Challenges:
• a. Please edit the post about Prague's keys: rewrite the passage starting with "Unlocking Prague" and going on through "all the time.", putting "locks" wherever "keys" appears.
• b. According to the post about Prague's keys, how many keys does it take to get in the door of the office in Holesovice?

Text shown:
Thursday, February 23, 2006

Unlocking Prague

Prague is a city of keys. Big keys, little keys, folding keys (really; I own one), big Medieval bastards that unlock thick cellar doors, front door keys, courtyard keys, mailbox's a miracle that Praguers don't jangle when they walk, because most of them carry around at least ten clumsy hunks of metal all the time.

Czechs aren't trusting people by nature, so they tend to lock everything in sight. This even penetrates weird places in the home - the box with photos of grandma, for example, or the kitchen door. And offices, forget about it. The place I work now, in a district above the Vltava river called Holesovice, requires the use of FIVE keys before you can get in the door. Front building door, initial gate on the first staircase, second gate protecting office door (requiring two keys, just in case) and finally, office door. If I want to avail myself of the toilet on the upper floor, that's an additional key for the SECOND gate on the uppper part of the stairs. Thank God I don't need to access the broom closet.

Meanwhile, my office set features one more key, for one of two rooms on the upper floor we don't need and rarely use. I never bothered to grab a key for the other one. Are you losing count already? I know I am. That's a grand total of EIGHT keys for one little company.

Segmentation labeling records
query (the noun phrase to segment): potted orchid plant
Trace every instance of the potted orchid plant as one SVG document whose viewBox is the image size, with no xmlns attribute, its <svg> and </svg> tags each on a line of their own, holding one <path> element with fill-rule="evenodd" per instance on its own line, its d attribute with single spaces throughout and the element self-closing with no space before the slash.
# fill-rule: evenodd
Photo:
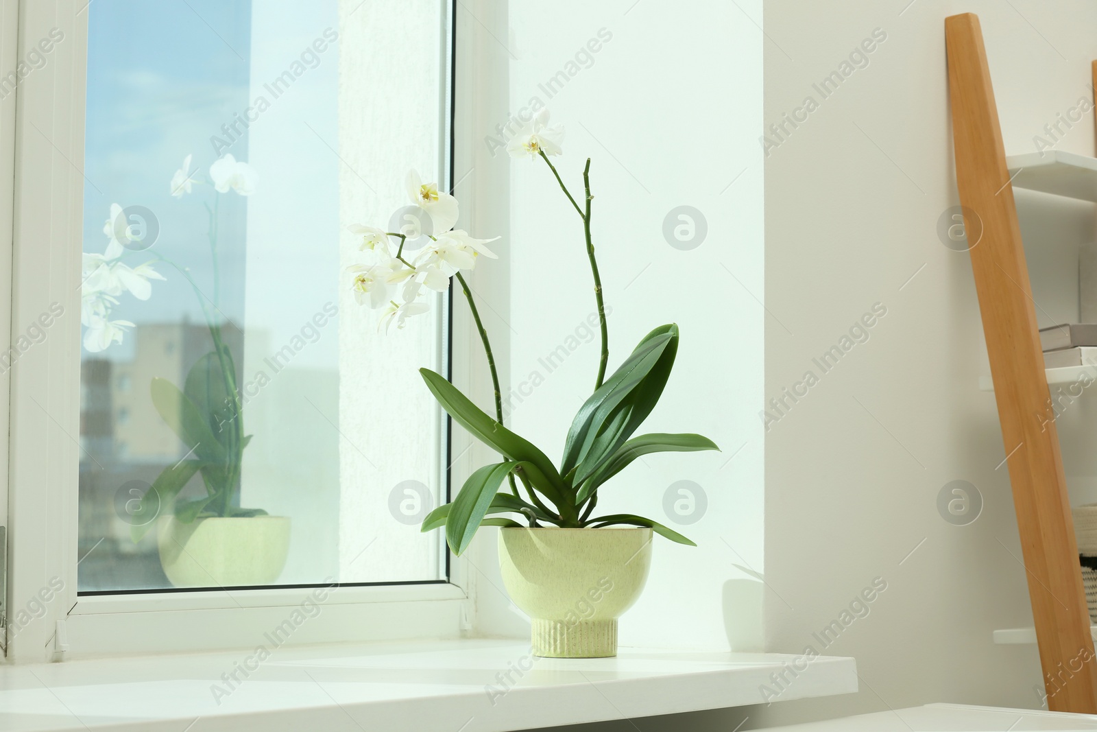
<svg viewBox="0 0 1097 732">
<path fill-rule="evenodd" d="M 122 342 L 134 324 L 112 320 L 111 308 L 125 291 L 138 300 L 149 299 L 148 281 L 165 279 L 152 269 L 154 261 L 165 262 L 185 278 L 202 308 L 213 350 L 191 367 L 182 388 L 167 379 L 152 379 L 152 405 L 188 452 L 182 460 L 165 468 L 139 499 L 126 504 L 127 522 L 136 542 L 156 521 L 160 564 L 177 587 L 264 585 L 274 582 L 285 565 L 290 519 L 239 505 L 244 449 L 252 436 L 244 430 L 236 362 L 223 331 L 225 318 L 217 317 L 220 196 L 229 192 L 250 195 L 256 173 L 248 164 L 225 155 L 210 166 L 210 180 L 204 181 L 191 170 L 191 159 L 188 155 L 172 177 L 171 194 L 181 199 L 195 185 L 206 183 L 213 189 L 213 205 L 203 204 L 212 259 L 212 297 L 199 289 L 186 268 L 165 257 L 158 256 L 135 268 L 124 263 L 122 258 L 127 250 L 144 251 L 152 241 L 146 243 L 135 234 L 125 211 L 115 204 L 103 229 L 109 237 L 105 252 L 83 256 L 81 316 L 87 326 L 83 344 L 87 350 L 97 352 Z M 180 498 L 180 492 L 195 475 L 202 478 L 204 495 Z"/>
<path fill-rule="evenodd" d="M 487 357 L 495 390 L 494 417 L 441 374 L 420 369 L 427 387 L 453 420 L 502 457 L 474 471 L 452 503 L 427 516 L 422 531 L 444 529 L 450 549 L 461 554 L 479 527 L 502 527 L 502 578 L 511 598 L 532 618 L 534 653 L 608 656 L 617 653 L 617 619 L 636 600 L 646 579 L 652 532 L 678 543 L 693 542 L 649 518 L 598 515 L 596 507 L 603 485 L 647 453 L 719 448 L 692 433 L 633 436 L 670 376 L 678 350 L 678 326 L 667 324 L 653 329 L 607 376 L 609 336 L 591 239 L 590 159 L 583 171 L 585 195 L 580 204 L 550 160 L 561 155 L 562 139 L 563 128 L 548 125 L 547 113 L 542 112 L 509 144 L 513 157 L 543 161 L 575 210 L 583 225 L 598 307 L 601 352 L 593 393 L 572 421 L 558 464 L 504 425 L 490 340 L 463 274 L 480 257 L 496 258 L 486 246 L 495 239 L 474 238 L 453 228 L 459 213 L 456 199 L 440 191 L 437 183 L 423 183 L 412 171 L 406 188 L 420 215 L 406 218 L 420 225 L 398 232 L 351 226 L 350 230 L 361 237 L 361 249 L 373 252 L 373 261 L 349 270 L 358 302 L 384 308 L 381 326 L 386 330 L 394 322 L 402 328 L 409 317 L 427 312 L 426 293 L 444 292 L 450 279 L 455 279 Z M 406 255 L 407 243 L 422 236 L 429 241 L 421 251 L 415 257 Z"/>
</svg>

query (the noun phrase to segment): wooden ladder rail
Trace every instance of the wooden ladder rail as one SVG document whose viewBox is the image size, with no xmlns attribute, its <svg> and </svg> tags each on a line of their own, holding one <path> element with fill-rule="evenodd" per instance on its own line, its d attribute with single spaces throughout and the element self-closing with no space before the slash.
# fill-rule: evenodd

Full answers:
• a.
Unlocking Prague

Prague is a city of locks. Big locks, little locks, folding locks (really; I own one), big Medieval bastards that unlock thick cellar doors, front door locks, courtyard locks, mailbox's a miracle that Praguers don't jangle when they walk, because most of them carry around at least ten clumsy hunks of metal all the time.

• b. Five keys.